## Kısa alıştırma 1
Aşağıda verilen listenin tüm satırlarını hiçbir değişiklik yapmadan aynen yeniden yazın.
══════
BAŞKAN - Sayın Çam, lütfen toparlar mısınız.

MUSA ÇAM (İzmir) - Tarımdaki özelleştirme süreci, aynı zamanda bir yabancılaştırma öyküsüdür. Örneğin TEKEL içki fabrikaları Amerikan Texas Pacific Company'den İngiliz Diego firmasına geçmiş, TEKEL sigara fabrikaları ise British American Tobacco'nun olmuştur.

Ancak, peşkeş ve yabancılaştırma, fotoğrafın yalnızca bir boyutudur. Diğer yandan da kamunun tarımdan çekilmesiyle girdi ve çıktı alanı tamamen piyasaya devredilmekte, rant mekanizmaları devreye girmekte ve üretim araçları ile üretici güçlerin yeniden üretimi önünde en büyük engel böylece oluşturulmaktadır.

Özetle söylemek gerekirse tarım sektörünün geldiği noktada, özelleştirme sürecinin ölçülebilir ve büyük etkileri vardır.
══════
## Kısa alıştırma 2
Tarımda özelleştirme konulu yukarıdaki metni, son cümlesinden sonra devam ettirin.

## Verilen liste
══════
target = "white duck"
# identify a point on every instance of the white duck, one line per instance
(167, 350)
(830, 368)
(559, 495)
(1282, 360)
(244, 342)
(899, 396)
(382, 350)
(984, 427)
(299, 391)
══════
## Yazılı yanıt 1
target = "white duck"
# identify a point on every instance of the white duck, one line per instance
(167, 350)
(830, 368)
(559, 495)
(1282, 360)
(244, 342)
(899, 396)
(382, 350)
(984, 427)
(299, 391)

## Yazılı yanıt 2
1980'lerin ortalarından itibaren yürütülen özelleştirme sürecinde elde edilen toplam gelir 65 milyar dolardır. AKP dönemi, tüm özelleştirmelerin yüzde 87'sinin yapıldığı bir dönem olarak öne çıkmaktadır. Bu dönemdeki 57 milyar dolarlık özelleştirmenin 12 milyar doları masraflar için harcanmış olup geriye kalan 45 milyar dolar ise Türkiye'nin iki yıllık faiz ödemesine karşılık gelmektedir. Bu bağlamda söylenmelidir ki neoliberal düzenin dayattığı özelleştirme uygulamaları, sadece ortak varlıkların sermayeye peşkeş çekilmesi anlamını taşımamakta, bunun yanında, kamunun da devreden çıkmasıyla piyasanın yeni tekellerin insafına terk edilmesi sonucunu da doğurmaktadır. Dünya deneyimi göstermiştir ki "görünmez el" sürekli olarak yurttaşın cebinden çalmaktadır. Dünyanın tüm önemli ülkelerinde desteklenen ve müdahale kuruluşlarıyla düzenlenen tarım sektörü, özelleştirme uygulamalarına en duyarlı sektör konumundadır.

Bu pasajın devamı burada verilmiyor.